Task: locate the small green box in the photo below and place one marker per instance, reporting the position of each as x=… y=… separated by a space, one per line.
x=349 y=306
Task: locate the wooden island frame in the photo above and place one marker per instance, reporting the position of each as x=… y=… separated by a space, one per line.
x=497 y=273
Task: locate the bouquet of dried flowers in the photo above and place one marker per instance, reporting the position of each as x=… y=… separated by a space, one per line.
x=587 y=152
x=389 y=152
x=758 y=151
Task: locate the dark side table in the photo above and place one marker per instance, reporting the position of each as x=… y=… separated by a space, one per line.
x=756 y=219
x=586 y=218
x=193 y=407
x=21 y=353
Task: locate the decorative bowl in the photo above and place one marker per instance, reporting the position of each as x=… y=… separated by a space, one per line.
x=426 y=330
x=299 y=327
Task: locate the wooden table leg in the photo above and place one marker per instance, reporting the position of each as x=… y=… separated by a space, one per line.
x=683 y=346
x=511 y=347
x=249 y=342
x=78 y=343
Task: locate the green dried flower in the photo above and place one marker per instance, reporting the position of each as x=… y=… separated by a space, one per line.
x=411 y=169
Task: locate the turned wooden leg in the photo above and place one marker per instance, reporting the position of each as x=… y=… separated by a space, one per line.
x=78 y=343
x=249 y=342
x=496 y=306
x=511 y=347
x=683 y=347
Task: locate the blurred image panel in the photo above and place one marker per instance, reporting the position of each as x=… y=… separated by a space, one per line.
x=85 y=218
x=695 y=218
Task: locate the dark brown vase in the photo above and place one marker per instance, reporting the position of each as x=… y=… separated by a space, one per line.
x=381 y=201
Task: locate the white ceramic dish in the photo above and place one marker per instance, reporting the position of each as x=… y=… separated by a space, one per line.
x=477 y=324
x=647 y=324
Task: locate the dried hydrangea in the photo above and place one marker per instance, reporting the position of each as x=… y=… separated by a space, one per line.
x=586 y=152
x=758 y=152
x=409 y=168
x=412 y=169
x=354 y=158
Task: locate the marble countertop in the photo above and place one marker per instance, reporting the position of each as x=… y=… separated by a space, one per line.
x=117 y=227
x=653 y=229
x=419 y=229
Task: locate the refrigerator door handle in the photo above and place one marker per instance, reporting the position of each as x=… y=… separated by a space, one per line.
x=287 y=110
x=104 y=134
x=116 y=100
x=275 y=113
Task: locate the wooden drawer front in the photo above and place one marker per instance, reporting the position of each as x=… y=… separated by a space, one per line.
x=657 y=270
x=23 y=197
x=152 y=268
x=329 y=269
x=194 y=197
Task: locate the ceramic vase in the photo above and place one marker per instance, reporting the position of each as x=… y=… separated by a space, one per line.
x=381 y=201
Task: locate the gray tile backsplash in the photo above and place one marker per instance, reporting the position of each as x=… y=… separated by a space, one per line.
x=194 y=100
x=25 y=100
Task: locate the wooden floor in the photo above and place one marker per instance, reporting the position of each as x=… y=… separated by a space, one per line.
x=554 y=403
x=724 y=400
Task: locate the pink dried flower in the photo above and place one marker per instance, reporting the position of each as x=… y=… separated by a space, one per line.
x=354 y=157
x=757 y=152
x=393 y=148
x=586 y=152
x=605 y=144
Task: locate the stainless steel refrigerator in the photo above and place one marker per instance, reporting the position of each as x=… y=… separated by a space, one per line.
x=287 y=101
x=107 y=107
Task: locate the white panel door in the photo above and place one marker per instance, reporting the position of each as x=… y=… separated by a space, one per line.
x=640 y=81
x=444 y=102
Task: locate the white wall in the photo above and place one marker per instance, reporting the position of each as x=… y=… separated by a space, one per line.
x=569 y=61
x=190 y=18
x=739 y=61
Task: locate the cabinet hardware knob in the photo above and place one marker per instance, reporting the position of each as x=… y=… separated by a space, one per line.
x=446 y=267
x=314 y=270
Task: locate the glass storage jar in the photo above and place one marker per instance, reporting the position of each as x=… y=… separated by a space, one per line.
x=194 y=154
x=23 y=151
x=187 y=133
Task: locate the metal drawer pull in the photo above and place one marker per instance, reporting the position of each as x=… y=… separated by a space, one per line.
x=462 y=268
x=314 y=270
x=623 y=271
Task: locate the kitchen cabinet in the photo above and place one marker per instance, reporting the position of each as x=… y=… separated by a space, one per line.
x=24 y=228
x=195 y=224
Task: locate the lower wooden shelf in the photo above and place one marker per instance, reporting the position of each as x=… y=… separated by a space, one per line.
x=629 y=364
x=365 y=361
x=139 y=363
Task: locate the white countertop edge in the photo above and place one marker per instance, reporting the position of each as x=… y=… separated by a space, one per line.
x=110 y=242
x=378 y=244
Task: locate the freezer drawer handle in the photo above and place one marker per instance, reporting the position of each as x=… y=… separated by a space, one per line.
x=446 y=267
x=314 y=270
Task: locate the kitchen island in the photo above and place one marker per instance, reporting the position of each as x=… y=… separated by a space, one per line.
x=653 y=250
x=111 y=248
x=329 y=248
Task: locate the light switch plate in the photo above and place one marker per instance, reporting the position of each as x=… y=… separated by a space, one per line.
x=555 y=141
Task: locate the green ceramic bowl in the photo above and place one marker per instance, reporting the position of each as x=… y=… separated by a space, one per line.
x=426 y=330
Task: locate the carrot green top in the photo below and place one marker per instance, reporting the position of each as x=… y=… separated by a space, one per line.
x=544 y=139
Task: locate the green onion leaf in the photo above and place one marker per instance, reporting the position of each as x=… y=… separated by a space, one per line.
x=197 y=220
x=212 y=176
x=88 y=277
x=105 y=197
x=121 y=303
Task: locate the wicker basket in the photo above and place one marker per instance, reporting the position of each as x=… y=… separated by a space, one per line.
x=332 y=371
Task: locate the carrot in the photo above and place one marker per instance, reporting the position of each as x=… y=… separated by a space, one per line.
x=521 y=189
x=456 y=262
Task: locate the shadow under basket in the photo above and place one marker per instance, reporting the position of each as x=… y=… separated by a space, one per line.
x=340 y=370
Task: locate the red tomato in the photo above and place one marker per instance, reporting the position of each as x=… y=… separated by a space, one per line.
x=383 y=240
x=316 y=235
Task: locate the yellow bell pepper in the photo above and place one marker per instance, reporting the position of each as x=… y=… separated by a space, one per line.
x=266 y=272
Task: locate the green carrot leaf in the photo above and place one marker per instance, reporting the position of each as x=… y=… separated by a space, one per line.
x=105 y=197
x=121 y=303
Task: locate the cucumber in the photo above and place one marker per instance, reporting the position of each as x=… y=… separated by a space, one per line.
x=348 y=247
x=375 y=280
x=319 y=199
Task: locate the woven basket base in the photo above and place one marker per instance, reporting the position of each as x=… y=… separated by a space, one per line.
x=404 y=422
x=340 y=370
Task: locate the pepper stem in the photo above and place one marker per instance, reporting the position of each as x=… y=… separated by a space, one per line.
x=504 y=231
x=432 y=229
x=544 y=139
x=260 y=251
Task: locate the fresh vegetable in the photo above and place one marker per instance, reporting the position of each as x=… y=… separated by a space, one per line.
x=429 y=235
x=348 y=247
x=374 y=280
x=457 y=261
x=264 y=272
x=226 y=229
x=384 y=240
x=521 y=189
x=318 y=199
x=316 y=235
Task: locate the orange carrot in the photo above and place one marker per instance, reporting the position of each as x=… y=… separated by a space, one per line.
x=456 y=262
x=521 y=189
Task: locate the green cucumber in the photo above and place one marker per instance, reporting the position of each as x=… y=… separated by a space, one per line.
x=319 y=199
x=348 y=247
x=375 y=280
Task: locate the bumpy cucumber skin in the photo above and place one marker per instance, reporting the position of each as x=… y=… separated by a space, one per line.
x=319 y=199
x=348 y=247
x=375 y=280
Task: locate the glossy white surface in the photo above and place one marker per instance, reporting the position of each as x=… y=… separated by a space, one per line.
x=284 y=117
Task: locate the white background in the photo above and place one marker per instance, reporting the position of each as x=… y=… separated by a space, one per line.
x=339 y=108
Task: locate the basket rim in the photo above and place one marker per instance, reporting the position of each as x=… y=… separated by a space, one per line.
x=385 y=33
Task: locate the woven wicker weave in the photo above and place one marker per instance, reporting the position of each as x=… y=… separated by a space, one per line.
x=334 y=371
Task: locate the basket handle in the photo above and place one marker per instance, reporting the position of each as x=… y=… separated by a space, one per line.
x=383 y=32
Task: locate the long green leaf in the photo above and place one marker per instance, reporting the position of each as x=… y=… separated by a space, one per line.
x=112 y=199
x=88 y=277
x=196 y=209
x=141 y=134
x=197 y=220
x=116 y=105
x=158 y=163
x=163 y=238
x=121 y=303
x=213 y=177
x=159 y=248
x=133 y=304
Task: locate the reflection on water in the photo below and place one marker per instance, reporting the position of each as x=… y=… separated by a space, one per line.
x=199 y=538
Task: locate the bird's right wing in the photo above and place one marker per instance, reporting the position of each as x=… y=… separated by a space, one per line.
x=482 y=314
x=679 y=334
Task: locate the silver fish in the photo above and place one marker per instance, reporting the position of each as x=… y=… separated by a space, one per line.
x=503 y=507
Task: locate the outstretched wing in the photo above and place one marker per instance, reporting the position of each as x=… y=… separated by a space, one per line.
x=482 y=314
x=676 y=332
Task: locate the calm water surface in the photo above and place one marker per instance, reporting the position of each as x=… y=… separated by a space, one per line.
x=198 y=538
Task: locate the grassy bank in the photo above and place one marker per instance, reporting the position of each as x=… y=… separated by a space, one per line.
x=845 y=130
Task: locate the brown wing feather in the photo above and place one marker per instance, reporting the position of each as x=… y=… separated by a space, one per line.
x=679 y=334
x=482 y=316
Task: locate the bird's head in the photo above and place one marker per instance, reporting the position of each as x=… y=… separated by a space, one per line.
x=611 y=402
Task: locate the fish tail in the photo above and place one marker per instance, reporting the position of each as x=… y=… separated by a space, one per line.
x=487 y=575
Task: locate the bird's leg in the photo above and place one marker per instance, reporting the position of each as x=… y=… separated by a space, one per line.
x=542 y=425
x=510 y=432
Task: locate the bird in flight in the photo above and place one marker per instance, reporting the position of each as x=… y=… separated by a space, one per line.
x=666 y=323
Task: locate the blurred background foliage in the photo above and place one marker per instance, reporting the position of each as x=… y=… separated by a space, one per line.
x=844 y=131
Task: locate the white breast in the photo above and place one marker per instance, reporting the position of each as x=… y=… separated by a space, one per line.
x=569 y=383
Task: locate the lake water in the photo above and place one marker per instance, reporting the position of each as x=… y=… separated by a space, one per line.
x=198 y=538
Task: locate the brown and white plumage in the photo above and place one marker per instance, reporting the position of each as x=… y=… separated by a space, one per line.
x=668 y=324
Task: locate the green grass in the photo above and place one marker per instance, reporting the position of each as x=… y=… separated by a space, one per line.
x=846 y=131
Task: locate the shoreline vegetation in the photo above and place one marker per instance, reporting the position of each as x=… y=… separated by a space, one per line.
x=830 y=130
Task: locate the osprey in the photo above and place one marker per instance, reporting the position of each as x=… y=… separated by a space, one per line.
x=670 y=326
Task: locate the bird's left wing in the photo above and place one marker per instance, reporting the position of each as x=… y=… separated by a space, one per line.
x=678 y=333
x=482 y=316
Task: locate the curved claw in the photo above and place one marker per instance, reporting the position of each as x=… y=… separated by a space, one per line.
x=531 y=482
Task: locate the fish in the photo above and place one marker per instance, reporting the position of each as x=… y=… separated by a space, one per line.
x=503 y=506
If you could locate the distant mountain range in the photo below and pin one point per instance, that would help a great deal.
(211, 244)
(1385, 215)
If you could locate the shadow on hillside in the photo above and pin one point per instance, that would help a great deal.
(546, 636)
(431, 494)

Problem: Output only the lines from the line that contains "Task: locate the curved" through the end of the entries, both included, exactly as they appear.

Solved problem:
Task: locate the curved claw in the photo above and place one marker per instance, reporting the position of each as x=… y=… separated by a space, one per line.
x=531 y=482
Task: locate the fish in the photo above and place one marker per instance, reporting the position of each as x=… y=… separated by a space, one per line.
x=503 y=506
If you could locate the distant mountain range in the photo below and pin one point per instance, that would help a great deal.
(211, 244)
(1385, 215)
If you could locate the shadow on hillside in the photo above and pin one point per instance, that would help a great deal.
(546, 636)
(431, 494)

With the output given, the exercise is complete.